→ **Texto citado**
E o Pontífice respondera: “Certamente, que sim, pois lá diz o Apóstolo, “Quer comais, quer bebais, quer façais qualquer outra coisa, fazei
tudo para glória de Deus” (1Cor 10,31).
Ora, é
necessário e possível aprender a rezar com a liturgia, com a comunidade, com os
místicos e com as almas simples e tidas por ingénuas. Com efeito, a oração é a respiração
da alma, o conforto da comunidade, o gemido da criação.
***
E Santa Teresa de Calcutá, que alguma imprensa inferia que ela duvidara
da fé – quando o que ela sentia tantas vezes era o vazio de Deus, o silêncio de
Deus como Cristo o sentiu no alto da Cruz – fala-nos do valor da oração,
apelando:
“Sente
muitas vezes, ao longo do dia, a necessidade de rezar. A oração dilata o
coração a ponto de ele se tornar capaz de receber o dom de Deus, que é Ele
próprio. Pede, procura, e o teu coração alargar-se-á a ponto de O receber, de O
guardar como teu bem.”.

→ **Exercício A**
No texto sobre a oração, como é descrita a oração?
→ **Exercício B**
Diga se cada afirmação está de acordo com o texto sobre a oração e justifique com as palavras exatas do texto: (i) é possível aprender a rezar com os místicos; (ii) Santa Teresa de Calcutá sentia muitas vezes o vazio de Deus; (iii) a oração estreita o coração.
→ **Exercício C**
Prolongue o texto sobre a oração a partir do ponto em que termina.

→ **Extrato de dados**
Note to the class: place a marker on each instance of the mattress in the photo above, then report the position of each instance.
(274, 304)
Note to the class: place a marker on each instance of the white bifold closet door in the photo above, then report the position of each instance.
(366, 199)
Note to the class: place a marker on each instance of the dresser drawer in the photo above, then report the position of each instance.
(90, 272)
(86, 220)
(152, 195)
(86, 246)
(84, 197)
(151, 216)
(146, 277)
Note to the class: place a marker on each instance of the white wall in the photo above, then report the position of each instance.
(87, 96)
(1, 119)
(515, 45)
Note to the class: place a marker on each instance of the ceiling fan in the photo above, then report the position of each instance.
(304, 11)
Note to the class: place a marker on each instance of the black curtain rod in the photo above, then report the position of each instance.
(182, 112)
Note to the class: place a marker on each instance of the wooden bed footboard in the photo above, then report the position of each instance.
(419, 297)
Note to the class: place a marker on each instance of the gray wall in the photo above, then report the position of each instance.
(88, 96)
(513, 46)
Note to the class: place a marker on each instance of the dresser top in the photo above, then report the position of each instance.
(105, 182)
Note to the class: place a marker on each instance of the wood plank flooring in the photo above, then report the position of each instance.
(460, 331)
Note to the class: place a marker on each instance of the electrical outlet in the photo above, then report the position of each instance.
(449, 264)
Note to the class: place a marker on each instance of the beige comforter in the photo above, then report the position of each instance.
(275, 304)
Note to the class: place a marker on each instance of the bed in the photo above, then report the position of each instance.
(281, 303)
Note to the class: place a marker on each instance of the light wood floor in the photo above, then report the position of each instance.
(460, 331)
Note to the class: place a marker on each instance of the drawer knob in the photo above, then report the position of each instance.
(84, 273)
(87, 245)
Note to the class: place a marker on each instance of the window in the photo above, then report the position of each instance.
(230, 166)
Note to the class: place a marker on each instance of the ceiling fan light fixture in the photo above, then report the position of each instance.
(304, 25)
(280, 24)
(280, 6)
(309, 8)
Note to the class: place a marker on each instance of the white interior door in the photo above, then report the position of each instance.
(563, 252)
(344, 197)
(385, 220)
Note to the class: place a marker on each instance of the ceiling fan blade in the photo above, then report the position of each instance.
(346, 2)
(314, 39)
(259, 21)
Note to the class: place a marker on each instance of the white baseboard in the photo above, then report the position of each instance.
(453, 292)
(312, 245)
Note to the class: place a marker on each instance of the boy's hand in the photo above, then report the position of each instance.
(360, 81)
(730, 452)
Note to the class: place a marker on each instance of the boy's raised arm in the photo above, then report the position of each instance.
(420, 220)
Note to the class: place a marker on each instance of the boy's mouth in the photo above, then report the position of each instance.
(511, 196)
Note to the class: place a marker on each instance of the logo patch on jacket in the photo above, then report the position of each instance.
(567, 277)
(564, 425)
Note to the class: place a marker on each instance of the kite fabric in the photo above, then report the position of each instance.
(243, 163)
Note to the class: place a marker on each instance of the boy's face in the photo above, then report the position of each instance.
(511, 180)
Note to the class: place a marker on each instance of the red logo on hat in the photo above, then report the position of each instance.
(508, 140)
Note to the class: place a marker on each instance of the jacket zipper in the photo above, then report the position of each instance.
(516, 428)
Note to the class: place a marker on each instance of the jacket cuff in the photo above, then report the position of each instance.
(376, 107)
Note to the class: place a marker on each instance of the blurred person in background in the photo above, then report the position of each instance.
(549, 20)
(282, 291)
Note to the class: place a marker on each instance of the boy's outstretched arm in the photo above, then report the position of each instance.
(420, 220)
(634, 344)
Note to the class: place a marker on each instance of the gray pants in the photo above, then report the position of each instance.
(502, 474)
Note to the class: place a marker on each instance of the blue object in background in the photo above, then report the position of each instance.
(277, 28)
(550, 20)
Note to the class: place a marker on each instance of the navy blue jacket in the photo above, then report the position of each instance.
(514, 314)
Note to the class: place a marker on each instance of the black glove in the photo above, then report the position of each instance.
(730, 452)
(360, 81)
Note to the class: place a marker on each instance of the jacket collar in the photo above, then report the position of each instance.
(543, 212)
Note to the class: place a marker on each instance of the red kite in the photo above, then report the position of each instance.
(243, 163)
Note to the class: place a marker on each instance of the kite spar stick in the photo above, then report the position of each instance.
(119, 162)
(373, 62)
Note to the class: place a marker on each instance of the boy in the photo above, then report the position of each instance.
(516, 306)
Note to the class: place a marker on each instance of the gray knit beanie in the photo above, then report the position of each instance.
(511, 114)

→ **Resposta A**
Como "a respiração da alma, o conforto da comunidade, o gemido da criação".

→ **Resposta B**
(i) Sim: "é necessário e possível aprender a rezar com a liturgia, com a comunidade, com os místicos e com as almas simples e tidas por ingénuas".
(ii) Sim: "o que ela sentia tantas vezes era o vazio de Deus".
(iii) Não: "A oração dilata o coração".

→ **Resposta C**
Porém,
reconhece a dicotomia entre o desejo de rezar e a dificuldade em o conseguir,
dando pistas de solução:
“Desejamos
tanto rezar bem, e depois não conseguimos; então perdemos a coragem e
desistimos. Se queres rezar melhor, tens de rezar mais. Deus aceita o fracasso,
mas não quer que percas a coragem. Ele quer que sejamos cada vez mais crianças,
cada vez mais humildes, cada vez mais cheios de gratidão na oração. Quer que
nos recordemos de que pertencemos ao corpo místico de Cristo, que é oração
perpétua.”.
E sobre a
interação pessoa comunidade e a necessidade de empenho pessoal no rezar e no
amar, diz:
“Devemos
ajudar-nos uns aos outros com as nossas orações. Libertemos o espírito. Não
rezemos longamente: que as nossas orações não sejam intermináveis, mas breves e
cheias de amor. Rezemos por aqueles que não rezam. Recordemos que aquele que
quer ser capaz de amar tem de ser capaz de rezar.”.
***
Enfim,
rezar, querer rezar e ter dificuldade em rezar – eis o cenário com que o crente
se depara no quotidiano. Haja quem ajude, haja quem aprenda, haja quem ensine!